Getoonde tekst:
>>>

Onderzoeksrapport

Middelen uit de gezinsfiscaliteit naar het Groeipakket: impact op het armoederisco van gezinnen

Dit onderzoek simuleert verschillende hervormingsscenario’s. Welke keuzes hebben de grootste impact op het armoederisico van gezinnen?

Wat is het?

Dit onderzoek verkent hoe middelen uit de gezinsfiscaliteit – vandaag grotendeels een federale bevoegdheid – ingezet zouden kunnen worden om de gezinsbijslagen binnen het Groeipakket te versterken. Daarbij werd nagegaan welke impact zulke hervormingen zouden hebben op het armoederisico van gezinnen met kinderen.

Waarom is het belangrijk

De resultaten geven beleidsmakers inzicht in de proportionaliteit, complexiteit en selectiviteit van het fiscaal gezinsbeleid. Ze zijn relevant in het kader van toekomstige gesprekken over een mogelijke overheveling van bevoegdheden bij een volgende staatshervorming.

Hoe verliep het onderzoek?

De onderzoekers simuleerden 24 hervormingsscenario’s waarin middelen uit de gezinsfiscaliteit werden verschoven naar het Groeipakket. Elk scenario combineerde drie elementen:

  • Budgetomvang
  • Verhouding tussen universele en selectieve maatregelen (met variaties van 0%, 25%, 50%, 75% of 100% selectief)
  • Gerichte verhogingen (bijv. basisbedrag of schoolbonus bij de universele bedragen en sociale toeslagen voor bepaalde inkomens bij selectieve bedragen)

<<<

Opdracht A:
Tel hoeveel regels van de vermeldingen hieronder het woord "bonnet" bevatten, waarbij hoofdletters en kleine letters verschil maken. Geef alleen dat aantal.
Het rapport en de vermeldingen staan helemaal los van elkaar.

(Vermeldingen met coördinaten)
>>>

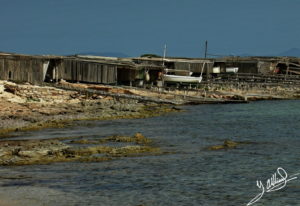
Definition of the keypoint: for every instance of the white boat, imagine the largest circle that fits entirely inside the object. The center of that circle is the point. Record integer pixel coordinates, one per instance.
(181, 79)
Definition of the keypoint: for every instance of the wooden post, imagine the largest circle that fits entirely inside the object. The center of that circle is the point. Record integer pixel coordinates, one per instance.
(205, 53)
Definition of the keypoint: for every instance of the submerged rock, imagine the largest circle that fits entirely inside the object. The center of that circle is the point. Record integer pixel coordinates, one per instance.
(27, 152)
(228, 144)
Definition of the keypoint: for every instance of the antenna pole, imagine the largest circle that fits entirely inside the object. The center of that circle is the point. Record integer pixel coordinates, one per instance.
(205, 54)
(164, 56)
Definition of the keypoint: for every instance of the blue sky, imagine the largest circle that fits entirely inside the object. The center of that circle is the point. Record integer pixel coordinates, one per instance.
(134, 27)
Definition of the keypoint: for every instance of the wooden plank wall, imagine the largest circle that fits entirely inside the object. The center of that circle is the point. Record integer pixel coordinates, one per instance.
(21, 69)
(93, 72)
(193, 67)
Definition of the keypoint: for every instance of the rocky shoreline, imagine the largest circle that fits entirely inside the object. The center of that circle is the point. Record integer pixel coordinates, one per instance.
(31, 107)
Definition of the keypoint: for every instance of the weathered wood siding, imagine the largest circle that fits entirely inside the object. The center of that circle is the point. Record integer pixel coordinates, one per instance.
(21, 69)
(194, 67)
(83, 71)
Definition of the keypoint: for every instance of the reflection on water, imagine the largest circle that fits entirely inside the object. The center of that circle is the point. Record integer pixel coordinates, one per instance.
(190, 175)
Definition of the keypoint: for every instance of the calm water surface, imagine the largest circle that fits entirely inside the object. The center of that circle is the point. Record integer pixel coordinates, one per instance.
(191, 175)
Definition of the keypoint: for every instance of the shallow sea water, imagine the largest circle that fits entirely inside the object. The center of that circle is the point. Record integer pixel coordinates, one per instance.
(189, 175)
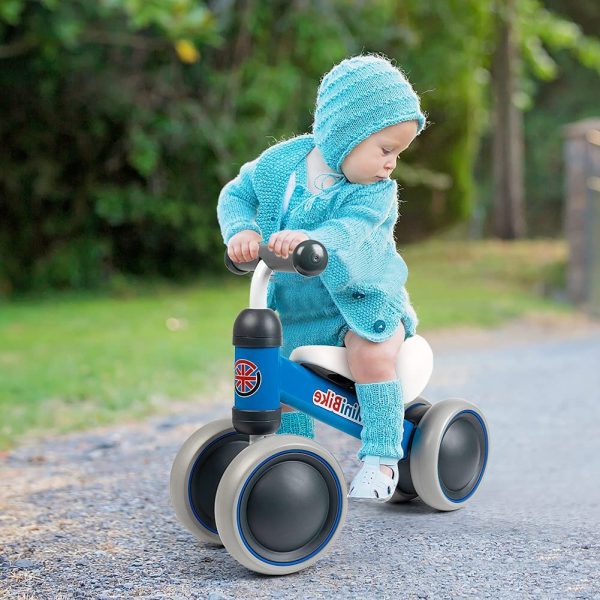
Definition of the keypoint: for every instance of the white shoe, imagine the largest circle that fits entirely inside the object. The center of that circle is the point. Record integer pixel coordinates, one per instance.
(371, 483)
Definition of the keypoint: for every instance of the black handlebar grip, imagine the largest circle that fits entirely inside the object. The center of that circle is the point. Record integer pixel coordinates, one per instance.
(309, 258)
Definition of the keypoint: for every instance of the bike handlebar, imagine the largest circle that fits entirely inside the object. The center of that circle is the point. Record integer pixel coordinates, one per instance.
(309, 258)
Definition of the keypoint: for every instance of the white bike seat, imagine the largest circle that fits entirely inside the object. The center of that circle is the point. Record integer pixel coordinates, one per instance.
(414, 365)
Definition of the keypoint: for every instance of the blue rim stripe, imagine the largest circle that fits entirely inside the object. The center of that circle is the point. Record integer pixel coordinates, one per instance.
(333, 528)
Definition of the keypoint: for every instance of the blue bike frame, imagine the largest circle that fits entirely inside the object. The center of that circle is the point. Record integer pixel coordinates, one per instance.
(264, 379)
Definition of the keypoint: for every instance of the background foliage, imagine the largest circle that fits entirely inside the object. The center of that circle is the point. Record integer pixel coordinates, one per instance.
(122, 119)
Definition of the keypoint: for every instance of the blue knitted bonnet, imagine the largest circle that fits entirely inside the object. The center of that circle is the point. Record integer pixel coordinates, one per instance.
(358, 97)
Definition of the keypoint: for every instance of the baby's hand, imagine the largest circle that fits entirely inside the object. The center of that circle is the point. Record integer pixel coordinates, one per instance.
(243, 246)
(284, 242)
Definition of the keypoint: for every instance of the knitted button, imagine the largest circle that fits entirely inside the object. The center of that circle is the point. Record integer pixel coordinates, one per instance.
(379, 326)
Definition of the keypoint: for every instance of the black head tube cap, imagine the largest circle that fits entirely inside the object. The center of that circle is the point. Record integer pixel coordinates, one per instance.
(257, 328)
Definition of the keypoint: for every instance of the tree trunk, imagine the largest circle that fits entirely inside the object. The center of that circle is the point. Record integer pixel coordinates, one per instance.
(508, 207)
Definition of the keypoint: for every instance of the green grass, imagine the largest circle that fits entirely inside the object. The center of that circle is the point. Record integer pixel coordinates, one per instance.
(76, 360)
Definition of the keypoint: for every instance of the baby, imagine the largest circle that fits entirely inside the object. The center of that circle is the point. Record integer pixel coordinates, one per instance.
(334, 186)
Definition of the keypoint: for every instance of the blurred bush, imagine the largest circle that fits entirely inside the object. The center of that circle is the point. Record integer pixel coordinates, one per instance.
(122, 120)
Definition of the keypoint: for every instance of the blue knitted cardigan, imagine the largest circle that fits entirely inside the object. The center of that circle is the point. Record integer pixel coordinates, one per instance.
(355, 222)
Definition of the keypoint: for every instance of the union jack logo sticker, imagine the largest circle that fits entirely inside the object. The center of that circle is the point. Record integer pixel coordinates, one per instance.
(247, 377)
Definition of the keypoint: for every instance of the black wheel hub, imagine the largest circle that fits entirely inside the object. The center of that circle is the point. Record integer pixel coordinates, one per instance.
(462, 456)
(207, 472)
(290, 507)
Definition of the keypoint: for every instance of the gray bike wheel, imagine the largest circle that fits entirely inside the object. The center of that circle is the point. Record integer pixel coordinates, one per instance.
(281, 504)
(449, 454)
(196, 472)
(405, 490)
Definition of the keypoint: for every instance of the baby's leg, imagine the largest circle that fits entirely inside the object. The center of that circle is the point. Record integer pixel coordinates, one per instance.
(373, 367)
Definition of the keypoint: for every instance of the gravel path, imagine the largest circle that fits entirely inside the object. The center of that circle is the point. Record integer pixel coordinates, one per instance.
(88, 516)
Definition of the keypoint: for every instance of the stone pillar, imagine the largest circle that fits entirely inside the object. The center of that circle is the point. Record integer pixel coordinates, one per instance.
(582, 212)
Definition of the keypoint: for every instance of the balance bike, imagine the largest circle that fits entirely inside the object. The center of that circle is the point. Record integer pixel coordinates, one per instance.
(278, 502)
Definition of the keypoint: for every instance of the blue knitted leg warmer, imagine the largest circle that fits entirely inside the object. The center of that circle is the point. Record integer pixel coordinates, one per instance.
(382, 412)
(297, 423)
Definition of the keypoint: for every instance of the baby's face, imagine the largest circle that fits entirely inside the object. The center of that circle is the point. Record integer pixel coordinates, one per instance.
(375, 158)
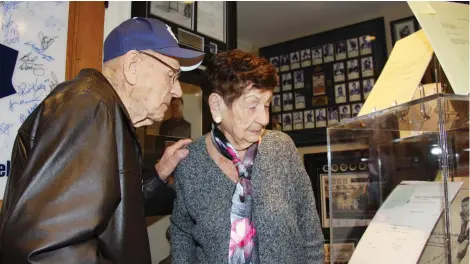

<<<

Opdracht B:
Neem uit het rapport over het Groeipakket letterlijk het stuk over vanaf "De onderzoekers simuleerden" tot en met "of 100% selectief)".

Volledig antwoord A:
1

Volledig antwoord B:
De onderzoekers simuleerden 24 hervormingsscenario’s waarin middelen uit de gezinsfiscaliteit werden verschoven naar het Groeipakket. Elk scenario combineerde drie elementen:

  • Budgetomvang
  • Verhouding tussen universele en selectieve maatregelen (met variaties van 0%, 25%, 50%, 75% of 100% selectief)